START EXERCISE MATERIALS

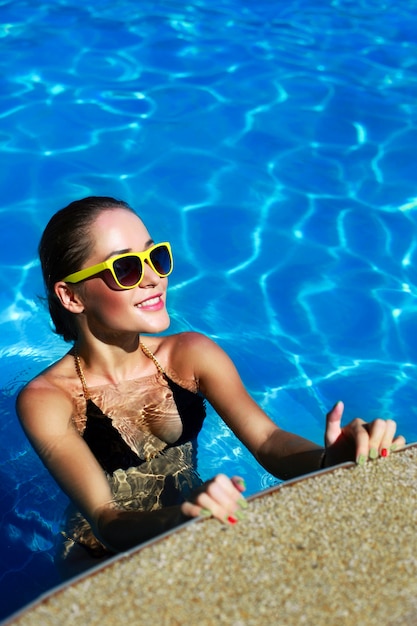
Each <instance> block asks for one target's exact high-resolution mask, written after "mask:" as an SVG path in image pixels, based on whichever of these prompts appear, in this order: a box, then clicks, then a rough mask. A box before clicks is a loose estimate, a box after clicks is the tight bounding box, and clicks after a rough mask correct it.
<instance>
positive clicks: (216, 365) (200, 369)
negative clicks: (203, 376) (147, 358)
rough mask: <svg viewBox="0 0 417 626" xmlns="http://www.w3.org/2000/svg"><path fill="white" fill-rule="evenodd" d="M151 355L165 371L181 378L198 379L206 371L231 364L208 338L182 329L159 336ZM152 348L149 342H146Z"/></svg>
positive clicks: (218, 367)
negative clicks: (160, 365) (158, 361)
mask: <svg viewBox="0 0 417 626" xmlns="http://www.w3.org/2000/svg"><path fill="white" fill-rule="evenodd" d="M159 340H160V343H159V344H158V345H154V348H156V352H155V353H154V354H155V356H156V357H157V358H158V359H159V360H160V362H161V363H162V364H163V365H164V367H167V368H168V370H173V371H175V372H177V373H178V374H179V375H180V376H181V378H184V379H194V380H198V381H199V380H200V379H201V377H202V376H203V375H204V374H205V373H208V372H209V371H210V370H216V368H220V369H224V368H225V367H226V368H227V367H233V364H232V362H231V360H230V359H229V357H228V356H227V354H226V353H225V352H224V350H223V349H222V348H221V347H220V346H219V345H218V344H217V343H216V342H215V341H213V340H212V339H210V338H209V337H207V336H206V335H203V334H202V333H198V332H184V333H178V334H176V335H170V336H167V337H163V338H159ZM149 347H150V349H151V350H152V345H149Z"/></svg>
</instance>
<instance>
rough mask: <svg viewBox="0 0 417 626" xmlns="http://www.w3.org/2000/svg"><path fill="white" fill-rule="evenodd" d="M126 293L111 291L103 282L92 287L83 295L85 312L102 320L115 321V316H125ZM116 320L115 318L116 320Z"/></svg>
mask: <svg viewBox="0 0 417 626" xmlns="http://www.w3.org/2000/svg"><path fill="white" fill-rule="evenodd" d="M128 297H129V294H128V292H120V291H112V290H111V289H109V287H107V286H106V285H105V284H104V283H103V282H101V284H98V285H94V286H92V288H91V289H89V291H88V294H85V298H84V303H85V312H86V314H87V315H89V314H90V313H91V314H93V315H94V316H95V317H97V318H100V319H102V320H105V319H109V318H111V319H113V321H114V319H115V316H118V315H121V314H122V313H124V314H126V307H127V306H128V302H127V299H128ZM116 319H117V318H116Z"/></svg>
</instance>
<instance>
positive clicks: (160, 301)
mask: <svg viewBox="0 0 417 626" xmlns="http://www.w3.org/2000/svg"><path fill="white" fill-rule="evenodd" d="M160 302H161V296H155V297H154V298H149V299H148V300H145V301H144V302H139V304H137V305H136V306H137V307H138V308H139V309H141V308H145V307H151V306H155V305H157V304H159V303H160Z"/></svg>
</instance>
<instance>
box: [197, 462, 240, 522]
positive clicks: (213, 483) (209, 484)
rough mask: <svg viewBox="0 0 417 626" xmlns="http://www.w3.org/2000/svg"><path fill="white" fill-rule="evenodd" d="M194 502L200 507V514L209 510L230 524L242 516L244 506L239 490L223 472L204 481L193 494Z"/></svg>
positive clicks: (225, 521) (213, 516)
mask: <svg viewBox="0 0 417 626" xmlns="http://www.w3.org/2000/svg"><path fill="white" fill-rule="evenodd" d="M194 503H195V504H196V505H198V506H199V507H200V510H201V511H202V513H201V512H200V514H203V515H204V514H205V512H206V511H209V512H210V513H211V515H213V517H215V518H217V519H219V520H220V521H222V522H229V523H232V524H233V523H236V522H237V521H238V519H242V518H243V516H244V515H243V513H242V510H243V509H245V508H246V501H245V499H244V498H243V497H242V495H241V493H240V491H239V490H238V489H237V488H236V486H235V484H234V482H232V480H230V479H229V478H228V477H227V476H225V475H224V474H219V475H218V476H216V477H215V478H213V479H212V480H211V481H208V482H207V483H205V485H203V488H202V489H201V490H200V491H199V492H198V494H196V495H195V497H194Z"/></svg>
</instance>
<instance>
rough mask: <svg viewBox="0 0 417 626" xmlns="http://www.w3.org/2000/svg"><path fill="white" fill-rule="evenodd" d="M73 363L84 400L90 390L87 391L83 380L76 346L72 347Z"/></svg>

END EXERCISE MATERIALS

Set down every entry exactly as it appears, but skip the pictures.

▶ _SOLUTION TO THE EXERCISE_:
Each <instance> block asks for one target's exact high-resolution mask, written after "mask:" as an SVG path in image pixels, based on whichever of these prompts appear, in this order: a box, then clicks, then a rough mask. A box before clicks is a loose estimate, a box after clicks is the tight bounding box, and clicks after a rough mask correct it.
<instance>
positive clicks: (216, 365) (200, 369)
negative clicks: (203, 376) (147, 358)
rough mask: <svg viewBox="0 0 417 626" xmlns="http://www.w3.org/2000/svg"><path fill="white" fill-rule="evenodd" d="M151 355L165 371L181 378L198 379L206 371L231 364L208 338L182 329L159 336ZM152 348L149 342H146Z"/></svg>
positive clicks: (218, 367)
negative clicks: (160, 365) (158, 361)
mask: <svg viewBox="0 0 417 626" xmlns="http://www.w3.org/2000/svg"><path fill="white" fill-rule="evenodd" d="M159 340H160V343H159V344H158V345H154V348H156V352H155V353H154V354H155V356H156V357H157V358H158V359H159V360H160V362H161V363H162V364H163V365H164V367H167V368H168V370H173V371H175V372H177V373H178V374H179V375H180V376H181V378H184V379H194V380H198V381H199V380H200V379H201V377H202V376H203V375H204V374H205V373H208V372H209V371H210V370H216V368H220V369H224V368H225V367H226V368H227V367H233V364H232V362H231V360H230V359H229V357H228V356H227V354H226V353H225V352H224V350H223V349H222V348H221V347H220V346H219V345H218V344H217V343H216V342H215V341H213V340H212V339H210V338H209V337H207V336H206V335H203V334H202V333H198V332H184V333H178V334H176V335H170V336H167V337H163V338H159ZM149 347H150V349H151V350H152V345H149Z"/></svg>
</instance>
<instance>
rough mask: <svg viewBox="0 0 417 626" xmlns="http://www.w3.org/2000/svg"><path fill="white" fill-rule="evenodd" d="M126 293L111 291L103 282L92 287L83 295L85 312L102 320L115 321V316H125ZM116 320L115 318L116 320Z"/></svg>
mask: <svg viewBox="0 0 417 626" xmlns="http://www.w3.org/2000/svg"><path fill="white" fill-rule="evenodd" d="M128 297H129V294H128V292H120V291H112V290H111V289H109V287H107V286H106V285H105V284H104V283H103V282H101V284H98V285H94V286H92V288H91V289H89V291H88V294H85V298H84V303H85V312H86V314H87V315H89V314H90V313H91V314H93V315H94V316H95V317H97V318H100V319H102V320H105V319H109V318H111V319H113V321H114V319H115V316H118V315H121V314H122V313H124V314H126V307H127V306H128V302H127V299H128ZM116 319H117V318H116Z"/></svg>
</instance>
<instance>
positive clicks: (160, 301)
mask: <svg viewBox="0 0 417 626" xmlns="http://www.w3.org/2000/svg"><path fill="white" fill-rule="evenodd" d="M160 302H161V296H155V297H154V298H149V299H148V300H145V301H144V302H139V304H137V305H136V306H137V307H138V308H139V309H141V308H145V307H151V306H155V305H157V304H159V303H160Z"/></svg>
</instance>
<instance>
box: [197, 462, 240, 522]
positive clicks: (213, 483) (209, 484)
rough mask: <svg viewBox="0 0 417 626" xmlns="http://www.w3.org/2000/svg"><path fill="white" fill-rule="evenodd" d="M194 502L200 507V514L209 510L230 524L242 516L244 506L239 490L223 472L204 481L193 494Z"/></svg>
positive clicks: (225, 521) (213, 516)
mask: <svg viewBox="0 0 417 626" xmlns="http://www.w3.org/2000/svg"><path fill="white" fill-rule="evenodd" d="M194 503H195V504H196V505H198V506H199V507H200V510H201V511H202V513H201V512H200V514H203V515H204V514H205V512H206V511H209V512H210V513H211V515H213V517H215V518H217V519H219V520H220V521H222V522H229V523H232V524H233V523H236V522H237V521H238V519H242V518H243V516H244V515H243V513H242V510H243V509H245V508H246V501H245V499H244V498H243V497H242V495H241V493H240V491H239V490H238V489H237V488H236V486H235V484H234V482H232V480H230V479H229V478H228V477H227V476H225V475H224V474H219V475H218V476H216V477H215V478H213V479H212V480H211V481H208V482H207V483H205V485H203V488H202V489H201V490H200V491H199V492H198V494H196V495H195V497H194Z"/></svg>
</instance>
<instance>
rough mask: <svg viewBox="0 0 417 626" xmlns="http://www.w3.org/2000/svg"><path fill="white" fill-rule="evenodd" d="M73 363L84 400L90 390L87 391L83 380L76 346L72 347Z"/></svg>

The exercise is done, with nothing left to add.